Monday, October 17, 2011

Mike Blakely's "Come Sundown" is a symphony of words

This review was originally published March 29, 2007 in the Boerne Star


Mike Blakely’s latest historical novel, Come Sundown (Forge, $27.95, ISBN 0-312-86705-0, November 27, 2007), a literary saga chronicling the clash of cultures between native Americans and the white man and the conflict of values between the American north and south is as relevant in today’s world as it was during the Civil War. Blakely’s lead character, French fugitive, whiskey trader and adopted Comanche, HonorĂ© Greenwood, relates the story of the American settlers’ confiscation of Indian land in the midst of fighting over slavery.

Says Greenwood, “I felt as if the fate of the entire world rested on my shoulders. In reality, looking back, I was nothing more than a pawn in a trifling struggle that would scarcely warrant a paragraph in the book of world history. But it was my paragraph to write, and I was prepared to fill my ink well with blood.”

Hence, with ensanguined pen, Greenwood, called Plenty Man by the Indians, recounts the tale of his involvement with the Indians during the American Civil War.

Long time friend and confidante of Kit Carson, Greenwood finds himself embroiled in a complicated test of loyalties between his compadre and his adopted band of Comanches. Summoned by Carson to join the New Mexico Volunteers of the Union Army as a scout, Greenwood leaves behind his beloved Cheyenne bride, Westerly, and joins Kit in Albuquerque. There, in New Mexico, he enlists in the Union army only to find that his old nemesis, Luther Sheffield, is also a member of his unit. Violent clashes and heavy combat at Valverde Ford and Glorieta Pass with the Texas Confederates, renegade Indian attacks, and the constant necessity of having to watch out for Sheffield’s attempts on his life all take a toll on Greenwood. Fearing that he will soon be pitted in battle against his adopted Comanches, Greenwood resigns his post as Kit Carson’s scout and returns to his tribe.

Given information:
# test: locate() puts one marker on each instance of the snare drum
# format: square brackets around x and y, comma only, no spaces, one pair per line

Aim 1: Decide whether each statement agrees with the book review. Answer yes or no for each, quoting the words of the review that decide it: (a) Greenwood's bride, Westerly, is Cheyenne. (b) Greenwood joins Kit Carson in Santa Fe. (c) The Indians call Greenwood Plenty Man.
Aim 2: According to the book review, who is the old nemesis Greenwood finds in his Union army unit?
Aim 3: Reproduce the book review between "Hence, with ensanguined" and "American Civil War.", inclusive.

Output 1:
(a) Yes: "his beloved Cheyenne bride, Westerly"
(b) No: "joins Kit in Albuquerque"
(c) Yes: "called Plenty Man by the Indians"

Output 2: Luther Sheffield.

Output 3:
Hence, with ensanguined pen, Greenwood, called Plenty Man by the Indians, recounts the tale of his involvement with the Indians during the American Civil War.